On 5/24/06, andi <andi@mobile-elab.com> wrote:
To add a serial column, just write:
--create new serial field
ALTER TABLE md_customer ADD id SERIAL;
If you check your table now, you will see that your new 'id' column contains correlative values. If this is what you wanted, you could update every tabe referencing md_customer, like this:
--drop foreign key on remote table
ALTER TABLE xxx DROP CONSTRAINT xxx_fk;
--set old pk values to the value in the 'id' field just created
UPDATE xxx SET fk_field=md_customer.id FROM md_customer CU WHERE CU.md_customeridpk=xxx.fk_field;
Check if everything is ok now. If it is, then recreate your foreign key, drop your old pk and rename the new one:
--restore fk on remote table
ALTER TABLE xxx ADD CONSTRAINT xxx_fk FOREIGN KEY (fk_field) REFERENCES md_customer(id) ON DELETE ... ON UPDATE ...;
--drop old pk
ALTER TABLE md_customer DROP md_customeridpk CASCADE;
--rename id to md_customeridpk
ALTER TABLE md_customer RENAME id TO md_customeridpk;
--create pk
ALTER TABLE md_customer ADD CONSTRAINT md_customer_pk PRIMARY KEY(md_customeridpk).

OBJECTIVES:
**a.** Sum up the serial-column instructions in two sentences.
**b.** Carry the serial-column instructions on from their final statement.

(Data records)
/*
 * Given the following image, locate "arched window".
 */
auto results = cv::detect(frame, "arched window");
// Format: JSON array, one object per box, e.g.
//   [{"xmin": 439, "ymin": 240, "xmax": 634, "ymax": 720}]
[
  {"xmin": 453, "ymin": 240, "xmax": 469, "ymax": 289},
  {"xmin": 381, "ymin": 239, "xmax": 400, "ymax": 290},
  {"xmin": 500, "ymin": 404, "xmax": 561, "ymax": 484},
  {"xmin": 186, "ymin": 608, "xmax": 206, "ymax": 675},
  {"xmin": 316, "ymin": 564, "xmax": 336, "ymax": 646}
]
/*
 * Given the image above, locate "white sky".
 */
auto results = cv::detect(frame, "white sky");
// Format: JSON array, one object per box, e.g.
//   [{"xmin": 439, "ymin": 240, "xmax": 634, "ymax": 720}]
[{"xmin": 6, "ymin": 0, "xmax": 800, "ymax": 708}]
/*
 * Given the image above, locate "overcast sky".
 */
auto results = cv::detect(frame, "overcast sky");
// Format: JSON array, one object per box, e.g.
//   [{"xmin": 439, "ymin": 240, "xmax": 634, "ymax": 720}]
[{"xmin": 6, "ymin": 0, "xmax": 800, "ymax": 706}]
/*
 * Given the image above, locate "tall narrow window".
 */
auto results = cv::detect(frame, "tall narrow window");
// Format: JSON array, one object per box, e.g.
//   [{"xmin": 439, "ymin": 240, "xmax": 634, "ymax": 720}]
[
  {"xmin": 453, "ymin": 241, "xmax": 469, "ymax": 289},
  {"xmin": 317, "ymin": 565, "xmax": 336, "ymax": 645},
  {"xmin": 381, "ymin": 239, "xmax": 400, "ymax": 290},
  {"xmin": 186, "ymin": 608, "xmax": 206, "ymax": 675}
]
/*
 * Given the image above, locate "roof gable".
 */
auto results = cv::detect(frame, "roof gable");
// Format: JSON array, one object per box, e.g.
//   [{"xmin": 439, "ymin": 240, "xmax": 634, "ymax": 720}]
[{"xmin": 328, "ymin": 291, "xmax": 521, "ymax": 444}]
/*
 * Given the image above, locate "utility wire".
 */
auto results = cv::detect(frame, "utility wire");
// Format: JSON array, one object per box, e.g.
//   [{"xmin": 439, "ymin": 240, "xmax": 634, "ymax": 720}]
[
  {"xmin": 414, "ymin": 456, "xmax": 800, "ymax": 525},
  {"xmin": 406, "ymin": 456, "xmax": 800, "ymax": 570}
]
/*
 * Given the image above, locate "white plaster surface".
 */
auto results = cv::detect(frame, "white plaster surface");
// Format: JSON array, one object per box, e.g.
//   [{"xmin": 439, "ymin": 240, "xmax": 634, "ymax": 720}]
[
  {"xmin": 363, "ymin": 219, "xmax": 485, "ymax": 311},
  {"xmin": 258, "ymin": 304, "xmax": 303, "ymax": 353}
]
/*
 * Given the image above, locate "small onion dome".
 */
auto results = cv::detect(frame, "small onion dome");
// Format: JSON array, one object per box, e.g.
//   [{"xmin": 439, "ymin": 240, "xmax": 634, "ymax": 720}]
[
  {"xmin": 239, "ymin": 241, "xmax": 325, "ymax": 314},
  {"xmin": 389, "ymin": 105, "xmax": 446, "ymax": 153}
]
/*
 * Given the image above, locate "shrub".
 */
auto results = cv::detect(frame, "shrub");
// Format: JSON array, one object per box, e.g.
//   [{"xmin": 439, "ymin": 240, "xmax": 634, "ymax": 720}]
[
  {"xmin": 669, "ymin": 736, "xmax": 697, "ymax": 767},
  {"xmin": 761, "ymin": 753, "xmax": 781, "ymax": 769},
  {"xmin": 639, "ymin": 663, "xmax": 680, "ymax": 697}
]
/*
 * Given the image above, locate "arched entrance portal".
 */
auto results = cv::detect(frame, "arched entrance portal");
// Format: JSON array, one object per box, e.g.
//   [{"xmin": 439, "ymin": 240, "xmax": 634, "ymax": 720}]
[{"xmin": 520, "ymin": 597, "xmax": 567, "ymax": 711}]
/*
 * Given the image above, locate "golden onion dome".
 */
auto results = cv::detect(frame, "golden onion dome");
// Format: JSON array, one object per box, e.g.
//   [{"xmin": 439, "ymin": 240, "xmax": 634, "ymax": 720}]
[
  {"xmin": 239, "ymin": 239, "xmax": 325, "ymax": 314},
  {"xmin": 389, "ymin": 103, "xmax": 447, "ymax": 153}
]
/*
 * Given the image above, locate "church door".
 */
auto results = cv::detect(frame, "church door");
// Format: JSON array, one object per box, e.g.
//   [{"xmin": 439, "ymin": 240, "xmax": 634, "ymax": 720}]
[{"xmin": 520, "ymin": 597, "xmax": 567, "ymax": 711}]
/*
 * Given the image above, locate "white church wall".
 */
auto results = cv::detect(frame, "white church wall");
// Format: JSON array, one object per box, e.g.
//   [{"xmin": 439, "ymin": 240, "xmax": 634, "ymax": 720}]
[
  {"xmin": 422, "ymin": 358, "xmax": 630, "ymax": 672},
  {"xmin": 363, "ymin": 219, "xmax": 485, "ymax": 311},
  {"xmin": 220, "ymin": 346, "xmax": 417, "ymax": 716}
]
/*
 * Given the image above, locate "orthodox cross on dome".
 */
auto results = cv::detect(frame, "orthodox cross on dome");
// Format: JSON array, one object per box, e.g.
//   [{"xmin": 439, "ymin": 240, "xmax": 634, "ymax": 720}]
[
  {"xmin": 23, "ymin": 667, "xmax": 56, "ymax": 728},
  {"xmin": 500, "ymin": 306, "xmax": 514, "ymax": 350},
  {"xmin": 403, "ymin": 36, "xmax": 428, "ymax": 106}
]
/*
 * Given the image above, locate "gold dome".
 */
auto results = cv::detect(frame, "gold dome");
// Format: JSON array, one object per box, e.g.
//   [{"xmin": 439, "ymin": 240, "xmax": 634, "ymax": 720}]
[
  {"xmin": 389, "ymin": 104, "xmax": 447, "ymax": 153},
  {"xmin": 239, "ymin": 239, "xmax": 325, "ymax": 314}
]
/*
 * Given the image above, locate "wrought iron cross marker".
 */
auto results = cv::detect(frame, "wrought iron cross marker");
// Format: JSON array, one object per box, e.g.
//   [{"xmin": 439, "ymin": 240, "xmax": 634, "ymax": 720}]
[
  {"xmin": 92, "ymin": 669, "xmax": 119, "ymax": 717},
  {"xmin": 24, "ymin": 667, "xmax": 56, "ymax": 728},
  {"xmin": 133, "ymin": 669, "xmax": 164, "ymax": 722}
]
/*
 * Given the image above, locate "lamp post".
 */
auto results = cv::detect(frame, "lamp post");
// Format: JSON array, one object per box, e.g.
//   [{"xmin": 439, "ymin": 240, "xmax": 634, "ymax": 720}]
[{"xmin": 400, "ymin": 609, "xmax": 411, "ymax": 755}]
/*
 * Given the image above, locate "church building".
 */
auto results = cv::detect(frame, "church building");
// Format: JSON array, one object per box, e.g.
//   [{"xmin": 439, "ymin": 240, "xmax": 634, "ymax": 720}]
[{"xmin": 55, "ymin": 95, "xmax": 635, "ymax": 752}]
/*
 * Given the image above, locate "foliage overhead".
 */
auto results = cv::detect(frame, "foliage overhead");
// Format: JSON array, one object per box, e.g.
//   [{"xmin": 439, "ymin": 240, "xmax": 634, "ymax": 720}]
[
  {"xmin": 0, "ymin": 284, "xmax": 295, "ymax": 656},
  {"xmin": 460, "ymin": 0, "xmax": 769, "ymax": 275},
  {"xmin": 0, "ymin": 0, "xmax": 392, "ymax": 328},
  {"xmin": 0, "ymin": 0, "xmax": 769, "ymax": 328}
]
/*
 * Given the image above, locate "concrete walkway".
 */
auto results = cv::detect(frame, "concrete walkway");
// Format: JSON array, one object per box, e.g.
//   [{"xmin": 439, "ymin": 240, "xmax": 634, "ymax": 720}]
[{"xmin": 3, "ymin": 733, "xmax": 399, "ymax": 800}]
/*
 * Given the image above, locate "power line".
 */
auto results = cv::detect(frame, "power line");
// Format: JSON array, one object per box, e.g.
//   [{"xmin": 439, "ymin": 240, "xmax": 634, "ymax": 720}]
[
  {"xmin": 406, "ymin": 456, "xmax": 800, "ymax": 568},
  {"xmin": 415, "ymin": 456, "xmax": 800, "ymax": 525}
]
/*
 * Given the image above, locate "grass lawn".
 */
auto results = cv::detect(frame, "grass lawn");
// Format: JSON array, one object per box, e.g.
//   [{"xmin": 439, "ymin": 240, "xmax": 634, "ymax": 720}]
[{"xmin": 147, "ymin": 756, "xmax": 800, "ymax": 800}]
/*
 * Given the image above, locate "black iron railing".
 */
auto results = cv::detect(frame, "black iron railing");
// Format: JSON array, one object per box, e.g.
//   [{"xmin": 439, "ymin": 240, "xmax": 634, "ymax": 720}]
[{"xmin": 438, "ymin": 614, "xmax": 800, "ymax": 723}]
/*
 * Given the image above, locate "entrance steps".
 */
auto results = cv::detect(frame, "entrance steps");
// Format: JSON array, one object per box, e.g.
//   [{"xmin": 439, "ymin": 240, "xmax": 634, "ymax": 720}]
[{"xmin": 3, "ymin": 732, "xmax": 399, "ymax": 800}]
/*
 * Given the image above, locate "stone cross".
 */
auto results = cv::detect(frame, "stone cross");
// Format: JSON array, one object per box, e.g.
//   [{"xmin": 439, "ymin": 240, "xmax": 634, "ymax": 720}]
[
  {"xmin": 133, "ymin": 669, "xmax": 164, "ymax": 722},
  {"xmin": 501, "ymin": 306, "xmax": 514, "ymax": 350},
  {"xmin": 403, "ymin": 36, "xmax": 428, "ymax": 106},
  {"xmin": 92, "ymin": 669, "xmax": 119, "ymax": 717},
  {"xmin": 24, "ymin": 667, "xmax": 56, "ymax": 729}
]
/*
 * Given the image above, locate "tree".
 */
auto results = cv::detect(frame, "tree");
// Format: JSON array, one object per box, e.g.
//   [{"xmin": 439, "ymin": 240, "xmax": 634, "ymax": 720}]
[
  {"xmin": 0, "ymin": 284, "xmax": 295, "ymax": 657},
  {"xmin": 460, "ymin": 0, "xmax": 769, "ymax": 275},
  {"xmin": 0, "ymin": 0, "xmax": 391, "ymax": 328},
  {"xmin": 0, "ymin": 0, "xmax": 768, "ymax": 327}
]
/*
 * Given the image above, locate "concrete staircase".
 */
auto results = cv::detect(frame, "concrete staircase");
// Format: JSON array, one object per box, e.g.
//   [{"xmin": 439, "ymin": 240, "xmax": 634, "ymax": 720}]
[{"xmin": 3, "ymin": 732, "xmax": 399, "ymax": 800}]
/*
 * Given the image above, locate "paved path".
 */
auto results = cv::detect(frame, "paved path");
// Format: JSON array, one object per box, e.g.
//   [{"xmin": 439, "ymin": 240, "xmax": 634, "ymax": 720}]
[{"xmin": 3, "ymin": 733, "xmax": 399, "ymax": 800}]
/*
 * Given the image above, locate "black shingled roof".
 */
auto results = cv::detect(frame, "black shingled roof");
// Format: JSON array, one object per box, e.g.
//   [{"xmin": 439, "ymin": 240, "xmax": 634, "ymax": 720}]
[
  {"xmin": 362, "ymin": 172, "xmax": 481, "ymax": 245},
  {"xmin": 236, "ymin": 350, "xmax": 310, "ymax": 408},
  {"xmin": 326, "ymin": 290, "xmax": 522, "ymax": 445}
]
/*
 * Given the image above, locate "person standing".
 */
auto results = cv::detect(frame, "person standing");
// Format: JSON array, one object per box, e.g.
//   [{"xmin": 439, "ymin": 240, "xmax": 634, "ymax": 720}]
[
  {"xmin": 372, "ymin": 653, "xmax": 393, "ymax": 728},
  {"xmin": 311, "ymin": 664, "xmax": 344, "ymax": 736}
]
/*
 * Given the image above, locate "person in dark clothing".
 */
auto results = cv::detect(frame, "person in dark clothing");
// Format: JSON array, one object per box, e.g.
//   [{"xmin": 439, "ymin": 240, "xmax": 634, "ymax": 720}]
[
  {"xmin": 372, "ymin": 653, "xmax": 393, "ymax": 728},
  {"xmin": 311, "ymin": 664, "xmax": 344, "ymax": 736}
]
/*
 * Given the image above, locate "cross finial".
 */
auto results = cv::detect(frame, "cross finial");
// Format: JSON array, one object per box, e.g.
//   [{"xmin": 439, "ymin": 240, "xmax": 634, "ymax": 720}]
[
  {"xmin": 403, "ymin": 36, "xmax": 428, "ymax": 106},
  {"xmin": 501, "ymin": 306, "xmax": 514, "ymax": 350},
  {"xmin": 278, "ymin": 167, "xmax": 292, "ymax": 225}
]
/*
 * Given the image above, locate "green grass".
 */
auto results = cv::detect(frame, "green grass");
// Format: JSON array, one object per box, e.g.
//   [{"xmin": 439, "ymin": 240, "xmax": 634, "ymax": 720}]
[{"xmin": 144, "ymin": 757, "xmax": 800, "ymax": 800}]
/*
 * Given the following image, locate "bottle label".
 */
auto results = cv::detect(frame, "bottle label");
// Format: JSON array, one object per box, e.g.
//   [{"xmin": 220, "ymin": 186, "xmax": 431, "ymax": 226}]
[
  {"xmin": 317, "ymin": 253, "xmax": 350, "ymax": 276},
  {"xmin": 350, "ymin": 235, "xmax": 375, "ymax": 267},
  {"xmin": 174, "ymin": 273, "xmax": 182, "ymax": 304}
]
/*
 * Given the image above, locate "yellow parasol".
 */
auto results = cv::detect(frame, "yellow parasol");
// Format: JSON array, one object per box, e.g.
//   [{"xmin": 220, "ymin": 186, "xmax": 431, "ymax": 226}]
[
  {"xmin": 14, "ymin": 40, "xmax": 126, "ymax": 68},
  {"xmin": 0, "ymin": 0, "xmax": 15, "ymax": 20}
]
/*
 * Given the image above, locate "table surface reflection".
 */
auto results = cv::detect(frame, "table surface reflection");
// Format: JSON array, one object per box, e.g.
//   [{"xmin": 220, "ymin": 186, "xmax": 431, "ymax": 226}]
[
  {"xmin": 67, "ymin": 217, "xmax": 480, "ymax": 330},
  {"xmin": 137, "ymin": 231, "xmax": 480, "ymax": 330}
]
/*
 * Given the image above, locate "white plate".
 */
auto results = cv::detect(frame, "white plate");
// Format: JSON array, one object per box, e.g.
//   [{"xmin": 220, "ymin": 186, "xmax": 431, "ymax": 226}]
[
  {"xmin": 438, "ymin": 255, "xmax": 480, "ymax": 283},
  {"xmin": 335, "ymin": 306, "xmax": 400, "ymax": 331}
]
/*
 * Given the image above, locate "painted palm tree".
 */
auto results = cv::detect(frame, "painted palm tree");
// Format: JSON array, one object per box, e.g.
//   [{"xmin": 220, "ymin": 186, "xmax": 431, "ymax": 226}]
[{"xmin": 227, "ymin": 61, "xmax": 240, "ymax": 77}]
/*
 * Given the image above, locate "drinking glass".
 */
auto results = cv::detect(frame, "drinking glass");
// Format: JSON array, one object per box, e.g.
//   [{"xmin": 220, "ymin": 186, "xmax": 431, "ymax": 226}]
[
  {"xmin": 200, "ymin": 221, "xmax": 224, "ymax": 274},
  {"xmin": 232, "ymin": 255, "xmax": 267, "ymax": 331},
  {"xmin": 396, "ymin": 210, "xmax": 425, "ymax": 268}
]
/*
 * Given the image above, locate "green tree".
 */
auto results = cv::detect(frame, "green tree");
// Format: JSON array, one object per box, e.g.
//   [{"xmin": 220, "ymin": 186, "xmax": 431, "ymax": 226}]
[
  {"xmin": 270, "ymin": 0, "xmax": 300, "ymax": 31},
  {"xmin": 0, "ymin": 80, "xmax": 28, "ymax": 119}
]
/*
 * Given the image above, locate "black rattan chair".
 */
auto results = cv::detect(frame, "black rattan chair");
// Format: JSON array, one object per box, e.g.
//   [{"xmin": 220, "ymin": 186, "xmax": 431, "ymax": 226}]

SOLVED TASKS:
**a.** A new serial column named id is added to md_customer, giving it correlative values, and each table referencing md_customer has its foreign key dropped and its foreign key values updated to match the new id values. Once everything checks out, the foreign key is recreated to reference id, the old md_customeridpk column is dropped, id is renamed to md_customeridpk, and a primary key constraint is added on it.

**b.**
That should be it.
Hope it helps.
On 5/24/06, andi <andi@mobile-elab.com> wrote:
Dear friends,
I have table
MD_CUSTOMER
MD_CUSTOMERIDPK integer primary key
NAME varchar
But my primary key is not in correct order like
MD_CUSTOMER
MD_CUSTOMERIDPK NAME
10 ANDI
33 TESTER
100 KKK
, so I want to make other primary key to generate sequences 1, 2, 3, … and in MS SQL SERVER 2005
I can with Rank() function , but in Postgres how ?
PLEASE any one can help me, I am really appreciate.
Best regards
Andi kusnadi
andi wrote:
> Dear friends,
>
> I have table
>
> MD_CUSTOMER
>
> MD_CUSTOMERIDPK integer primary key
> NAME varchar
OK - two columns.
> But my primary key is not in correct order like
>
> MD_CUSTOMER
>
> MD_CUSTOMERIDPK NAME
>
> 10
> ANDI
>
> 33
> TESTER
>
> 100 KKK
Not sure what you mean. What does it mean for your primary key to be in
the "correct order"? I assume you know how to select rows in a specific
order using the "ORDER BY" clause?
> , so I want to make other primary key to generate sequences 1, 2, 3, . and
How can you have *another* primary key? By definition there can only be
one primary key.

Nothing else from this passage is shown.